▶ [Collected data entries]
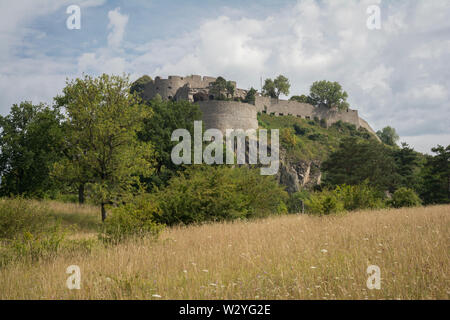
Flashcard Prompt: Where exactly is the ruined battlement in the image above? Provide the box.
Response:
[143,75,376,136]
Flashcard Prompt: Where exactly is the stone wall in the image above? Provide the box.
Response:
[255,96,375,134]
[143,75,376,136]
[197,100,258,134]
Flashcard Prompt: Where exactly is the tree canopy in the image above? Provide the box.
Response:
[309,80,349,110]
[377,126,400,146]
[0,102,63,197]
[263,75,291,99]
[55,74,152,220]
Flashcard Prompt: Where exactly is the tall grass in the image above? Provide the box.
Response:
[0,202,450,299]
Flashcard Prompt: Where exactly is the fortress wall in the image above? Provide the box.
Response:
[197,100,258,134]
[255,96,362,131]
[359,118,379,135]
[143,75,376,135]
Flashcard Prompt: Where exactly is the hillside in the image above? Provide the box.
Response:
[258,113,377,193]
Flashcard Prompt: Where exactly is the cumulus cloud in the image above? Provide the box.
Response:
[108,8,128,47]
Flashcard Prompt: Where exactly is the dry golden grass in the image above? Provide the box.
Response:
[0,204,450,299]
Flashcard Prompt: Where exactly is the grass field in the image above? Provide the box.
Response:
[0,203,450,299]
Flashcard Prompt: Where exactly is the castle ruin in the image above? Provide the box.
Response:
[143,75,376,136]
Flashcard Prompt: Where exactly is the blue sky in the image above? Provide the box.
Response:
[0,0,450,152]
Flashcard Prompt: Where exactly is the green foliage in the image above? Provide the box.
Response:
[305,190,344,215]
[0,102,63,198]
[287,190,310,213]
[262,79,277,98]
[138,100,202,190]
[263,74,291,98]
[54,74,152,220]
[309,80,349,110]
[334,182,384,211]
[209,77,236,100]
[393,143,423,191]
[280,128,297,150]
[389,187,422,208]
[322,137,398,191]
[289,94,313,104]
[306,182,385,215]
[244,87,257,104]
[99,195,163,244]
[273,74,291,98]
[420,145,450,204]
[130,75,153,94]
[377,126,400,146]
[154,166,287,225]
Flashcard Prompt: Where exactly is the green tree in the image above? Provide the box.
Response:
[309,80,349,110]
[263,75,291,99]
[226,81,236,98]
[130,75,153,94]
[420,145,450,204]
[55,74,152,221]
[209,77,227,100]
[321,137,398,191]
[273,74,291,98]
[0,102,63,197]
[244,87,257,104]
[393,143,423,191]
[138,99,202,190]
[262,79,277,98]
[377,126,400,146]
[153,165,288,225]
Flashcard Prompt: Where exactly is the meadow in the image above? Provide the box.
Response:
[0,202,450,300]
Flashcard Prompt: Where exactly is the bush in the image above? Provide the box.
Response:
[99,196,163,244]
[305,190,344,215]
[335,182,384,211]
[305,182,384,215]
[287,190,310,213]
[280,128,297,150]
[389,187,422,208]
[294,123,309,136]
[154,166,287,225]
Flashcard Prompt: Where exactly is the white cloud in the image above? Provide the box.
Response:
[108,8,128,48]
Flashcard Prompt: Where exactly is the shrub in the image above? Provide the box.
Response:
[389,187,422,208]
[154,166,287,225]
[305,190,344,215]
[287,190,310,213]
[280,128,297,150]
[305,182,384,215]
[335,182,383,211]
[99,196,163,244]
[294,123,309,136]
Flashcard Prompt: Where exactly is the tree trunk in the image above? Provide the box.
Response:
[102,202,106,222]
[78,183,84,204]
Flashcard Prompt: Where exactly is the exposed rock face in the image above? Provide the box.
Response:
[278,150,322,193]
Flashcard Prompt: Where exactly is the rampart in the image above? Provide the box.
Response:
[197,100,258,134]
[143,75,376,136]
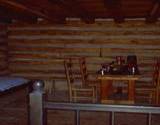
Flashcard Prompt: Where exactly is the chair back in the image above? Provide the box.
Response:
[153,59,160,86]
[64,60,74,92]
[79,57,88,85]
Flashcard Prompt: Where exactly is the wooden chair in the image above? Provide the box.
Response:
[79,57,100,97]
[136,59,160,104]
[64,60,97,103]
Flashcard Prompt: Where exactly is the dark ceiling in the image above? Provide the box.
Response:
[0,0,160,23]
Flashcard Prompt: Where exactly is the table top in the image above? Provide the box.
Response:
[97,75,140,80]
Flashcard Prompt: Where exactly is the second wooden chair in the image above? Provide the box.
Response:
[64,60,97,103]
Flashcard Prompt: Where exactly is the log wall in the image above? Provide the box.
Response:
[0,24,8,75]
[8,20,160,89]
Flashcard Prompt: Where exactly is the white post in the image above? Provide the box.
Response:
[29,80,44,125]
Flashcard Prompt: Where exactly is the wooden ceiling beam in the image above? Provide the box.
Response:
[49,0,95,23]
[0,7,37,23]
[104,0,124,23]
[146,0,160,23]
[0,0,61,21]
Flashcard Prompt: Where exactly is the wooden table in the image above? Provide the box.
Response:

▶ [INSTRUCTION] List every line of the rows above that contains the word "table". Case counts.

▶ [SOLUTION FOR THIS TASK]
Flashcard Prompt: Where exactly is the table top in the image above? Provide the box.
Flashcard Prompt: Where exactly is the wooden table in the image above? Provide the box.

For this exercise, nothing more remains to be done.